## SOURCE TEXT

★ ★ ★ ★ ★

Promo Seltzer

Tell me, what would be your annoyance factor if, while trying to watch television in your living room, someone occasionally steps in front of the screen, making hand gestures and other things to call attention to themselves?

Pretty flipping annoying, right?

Then why do some television networks insist on pumping their programs in the CGI version of what I just described?

You've been there---watching whatever on wherever, and you get momentarily startled by a moving image that is doing something in the lower right corner of the screen.

Your eyes can't help but go over there, and it's a graphic or an image of a person (or people) dancing or moving or waving their arms, calling attention to their show, which is sometimes several days away.

Some networks, in addition to the moving images, simply leave the programming information for what they're promoting on the screen for the entire duration of what you're currently watching. Though that's easier to ignore because it's just text. But still.

Again, it's often not even the show that's coming up next---it's a few days out yet.

So why would network bosses insist on distracting their viewers from what they're currently watching? It isn't enough that there are minutes upon minutes of time to accomplish this during, you know, commercial breaks?

Ahh, I know---much of America runs away from the TV during the interminable breaks. You have, after all, sometimes up to five minutes to get stuff done before your show decides to grace you with its reappearance.

Especially in this day and age of DVRs that fast forward and rewind, it's easy to zoom past commercials on programs you've pre-recorded.

So those slime ball network execs figured out a way to get their precious promos in, in a way that is fast forward-proof: emblazoning them on the screen during programming.

The family and I were trying to watch something on WEtv the other night. I say "trying" because that's exactly what we were doing---thanks to repeated moving images of Joan and Melissa Rivers popping up in the lower right corner.

★ ★ ★ ★ ★

(Referring expression data)

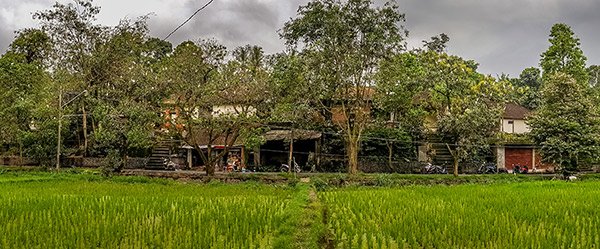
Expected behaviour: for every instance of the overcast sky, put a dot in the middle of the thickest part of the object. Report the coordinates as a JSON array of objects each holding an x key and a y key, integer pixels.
[{"x": 502, "y": 35}]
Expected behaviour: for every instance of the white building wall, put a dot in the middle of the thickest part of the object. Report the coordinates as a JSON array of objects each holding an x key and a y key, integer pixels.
[{"x": 515, "y": 126}]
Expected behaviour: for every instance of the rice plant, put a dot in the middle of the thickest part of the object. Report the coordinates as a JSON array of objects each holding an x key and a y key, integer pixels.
[{"x": 76, "y": 213}]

★ ★ ★ ★ ★

## TASK REQUIREMENTS
**A)** Summarize the essay on on-screen television promotions in two sentences.
**B)** Write a continuation of the essay on on-screen television promotions, starting after its final sentence.

## RESULTS BY TASK
**A)** Some television networks display moving promotional images in the lower corner of the screen during programs, often for shows several days away, much like someone stepping in front of a television to draw attention. Network executives use this method because it cannot be fast-forwarded, since many viewers leave during commercial breaks or skip them with DVRs.

**B)**
The two of them were literally trying to distract us. Their arms were flailing. They shoved and pushed each other.

LOOK AT US! LOOK AT US!!

We know you're trying to watch your movie, but LOOK AT US!!

This would occur once every five minutes or so, if I had to guess.

It's reprehensible, really.


Joan and Melissa Rivers, inanimate---unlike they were on my TV screen the other night, ad nauseam


Like other things on television that start small and harmless, this has grown into a pandemic.

It amazes me that even things that are bad ideas end up being aped by other networks.

Doesn't anyone do market research anymore? Is the focus group dead?

And what's worse, these images started small from a size standpoint and now the TV folks are getting bolder and making them larger and larger.

It's off-the-charts annoying.

The TV advertising people used to hawk products with the alluring line of being able to try said products "in the privacy of your own home!"

Now, in grotesque irony, that privacy is now being invaded by the very same people who were touting it back in the day.

It's getting so you can't watch TV without being bombarded by not-so-subliminal promos for shows that are days away.

How long before the actual programs are on the lower right hand of the screen and the promos take center stage?

Don't answer that---I don't want to know.